WHAT YOU NEED TO DO:
From the excerpt on Middel X and assisted suicide, turn the paragraph that begins "But this is not without risk" into a short list of its main facts.

EXCERPT TO READ:
--- START ---
In October 1991, Huib Drion, a former member of the Supreme Court, wrote a taboo-breaking piece in NRC: he advocated suicide aids for elderly people who considered their lives ‘completed’.

‘Many people would find great peace in it,’ he wrote, ‘if they could have a means to step out of life in an acceptable way at the moment it (…) seems appropriate to them.’

His plea led to fierce debates that still continue, including in politics. Last year, for instance, D66 tabled a bill to make the ‘last-will pill’ possible for over-75s under strict conditions.

At the same time, there are fears that unstable, young people will step over the threshold and commit suicide too easily due to the availability of such drugs.

The argument also unleashed a search for Drion’s ‘pill’. For years, there has been a lively trade in last-ditch drugs. People get them – illegally – from Mexico, China or India. And since the rise of Middel X, also from the Netherlands.

But this is not without risk: assisted suicide has been punishable in the Netherlands since 1886. Anyone who actively participates in a suicide risks a three-year prison sentence.

Handing out a drink, handing out drugs – it is considered assistance. Several over-70s have since been arrested for dispensing Middel X. Only bystanders sitting on their hands have nothing to fear.

It is one of the reasons why there is little reliable information on Medium X: few dare to be open.

Documentation

Nevertheless, attempts are being made to gather information. In The Peaceful Pill Handbook, in which Australian doctor Philip Nitschke documents all methods of suicide, Middel X is called ‘(almost) as lethal as cyanide’.

According to Nitschke, the drug possesses a number of properties that make it a ‘useful suicide agent’, including the fact that it is legally available.

The doctor has included in his book two lists of deaths caused by Middel X.

One list comes from Last Will and involves 29 cases, ranging in age from 31 to 92.

On average, it takes half an hour until someone loses consciousness, according to the figures, and an hour and three-quarters until death.

Side note is that the information was recorded by relatives, so may not be accurate. The other list covers 19 cases recorded by poisoning centre NVIC. The information in this is even less complete.

‘It is extremely difficult to collect data on this,’ Nitschke says by phone. ‘The information I have now is not good enough. It is too fragmentary. We still don’t have film footage of a death caused by Middel X.’

The reported side effects of Middel X in the two lists vary: they range from ‘none’ to severe headache, foam at the mouth, panic, dizziness, tightness in the chest, vomiting, cramps, seizures and cardiac arrhythmias.

It follows from the scientific literature that Middel X causes a sharp drop in blood pressure in all cases. The immediate consequence is often that people faint or collapse.

The mechanism of action of Middel X has not yet been fully unravelled, but it is clear that the drug blocks cellular respiration, says toxicologist Antoinette van Riel of poison centre NVIC.

Cells need oxygen for energy, but the drug blocks this process, she argues. Cells suffocate, as it were. Some tissues can go without oxygen for a while, but vital organs, such as the heart or brain, cannot.

‘The brain is very sensitive to oxygen deprivation,’ she says. ‘The feeling of tightness may explain why some people panic.’

*

PETER – ambulance brings sedative

In his bedroom, Peter feels stuffy after a while. And hot. ‘I’m on fire,’ he shouts. He starts pulling at his shirt. With furious, uncontrolled movements, he tries to rip it off his body.
--- END ---
ENTRIES SHOWN:
--- START ---
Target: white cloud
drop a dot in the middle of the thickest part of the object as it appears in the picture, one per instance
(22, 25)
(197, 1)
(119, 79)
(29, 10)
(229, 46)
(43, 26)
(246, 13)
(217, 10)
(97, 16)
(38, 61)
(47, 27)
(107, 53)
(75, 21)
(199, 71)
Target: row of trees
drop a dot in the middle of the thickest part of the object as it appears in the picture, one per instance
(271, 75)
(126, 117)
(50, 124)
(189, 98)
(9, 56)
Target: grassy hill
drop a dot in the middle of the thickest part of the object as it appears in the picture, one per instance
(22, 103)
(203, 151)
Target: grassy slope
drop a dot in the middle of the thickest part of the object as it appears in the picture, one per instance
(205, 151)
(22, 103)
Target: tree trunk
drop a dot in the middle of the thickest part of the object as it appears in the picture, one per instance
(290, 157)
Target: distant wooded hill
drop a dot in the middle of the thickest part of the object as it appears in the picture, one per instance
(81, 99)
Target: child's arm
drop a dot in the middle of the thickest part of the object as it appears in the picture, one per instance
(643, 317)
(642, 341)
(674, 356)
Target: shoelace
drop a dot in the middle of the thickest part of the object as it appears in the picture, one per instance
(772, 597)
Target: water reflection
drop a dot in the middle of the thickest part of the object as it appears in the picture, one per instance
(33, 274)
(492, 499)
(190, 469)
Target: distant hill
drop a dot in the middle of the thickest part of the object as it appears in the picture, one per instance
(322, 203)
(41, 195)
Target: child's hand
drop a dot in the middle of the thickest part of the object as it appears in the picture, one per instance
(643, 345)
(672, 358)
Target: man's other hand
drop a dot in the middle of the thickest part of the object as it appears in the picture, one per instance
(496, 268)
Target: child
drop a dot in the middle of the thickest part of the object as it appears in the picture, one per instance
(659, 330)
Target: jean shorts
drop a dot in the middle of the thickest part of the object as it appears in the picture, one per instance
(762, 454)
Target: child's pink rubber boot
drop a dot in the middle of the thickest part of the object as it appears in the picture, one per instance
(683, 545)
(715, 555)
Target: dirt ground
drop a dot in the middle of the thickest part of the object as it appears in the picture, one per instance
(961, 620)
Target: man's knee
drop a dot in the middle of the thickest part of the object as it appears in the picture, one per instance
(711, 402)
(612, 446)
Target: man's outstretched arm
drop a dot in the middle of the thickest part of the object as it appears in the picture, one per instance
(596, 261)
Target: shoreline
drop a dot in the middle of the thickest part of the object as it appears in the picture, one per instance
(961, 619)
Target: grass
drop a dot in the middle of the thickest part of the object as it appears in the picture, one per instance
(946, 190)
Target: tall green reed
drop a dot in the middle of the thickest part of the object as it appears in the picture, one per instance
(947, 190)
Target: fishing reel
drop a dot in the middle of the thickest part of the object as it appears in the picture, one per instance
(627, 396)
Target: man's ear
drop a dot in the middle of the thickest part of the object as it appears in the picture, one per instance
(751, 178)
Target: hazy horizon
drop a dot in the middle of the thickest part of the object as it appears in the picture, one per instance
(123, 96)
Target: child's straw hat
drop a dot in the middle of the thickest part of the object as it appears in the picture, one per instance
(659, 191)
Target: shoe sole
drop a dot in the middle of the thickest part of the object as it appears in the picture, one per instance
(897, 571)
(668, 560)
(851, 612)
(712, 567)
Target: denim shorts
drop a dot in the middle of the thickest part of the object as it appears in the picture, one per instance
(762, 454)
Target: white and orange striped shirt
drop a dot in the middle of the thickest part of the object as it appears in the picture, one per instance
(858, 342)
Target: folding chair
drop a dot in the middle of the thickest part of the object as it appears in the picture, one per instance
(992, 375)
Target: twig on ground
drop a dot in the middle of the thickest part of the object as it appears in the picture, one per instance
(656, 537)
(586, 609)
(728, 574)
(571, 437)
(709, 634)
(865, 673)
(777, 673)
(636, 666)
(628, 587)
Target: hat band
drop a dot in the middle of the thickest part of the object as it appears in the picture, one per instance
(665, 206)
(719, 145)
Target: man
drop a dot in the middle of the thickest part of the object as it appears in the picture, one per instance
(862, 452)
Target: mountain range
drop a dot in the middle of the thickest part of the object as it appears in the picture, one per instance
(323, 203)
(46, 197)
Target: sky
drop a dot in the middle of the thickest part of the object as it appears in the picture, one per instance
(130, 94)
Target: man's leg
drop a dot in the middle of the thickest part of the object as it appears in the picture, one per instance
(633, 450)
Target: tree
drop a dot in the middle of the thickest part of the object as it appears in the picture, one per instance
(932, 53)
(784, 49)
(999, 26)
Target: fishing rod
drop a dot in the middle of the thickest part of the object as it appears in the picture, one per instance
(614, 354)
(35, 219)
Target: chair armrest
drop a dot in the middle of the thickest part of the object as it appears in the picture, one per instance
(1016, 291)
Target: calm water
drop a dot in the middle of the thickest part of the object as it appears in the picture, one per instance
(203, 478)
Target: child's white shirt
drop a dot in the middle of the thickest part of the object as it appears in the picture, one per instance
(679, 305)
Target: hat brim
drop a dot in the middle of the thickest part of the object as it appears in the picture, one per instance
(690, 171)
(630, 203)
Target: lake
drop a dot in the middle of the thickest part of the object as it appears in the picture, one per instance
--- END ---
ANSWER TO THE EXERCISE:
- Assisted suicide is punishable in the Netherlands.
- This has been the case since 1886.
- Anyone who actively participates in a suicide risks a three-year prison sentence.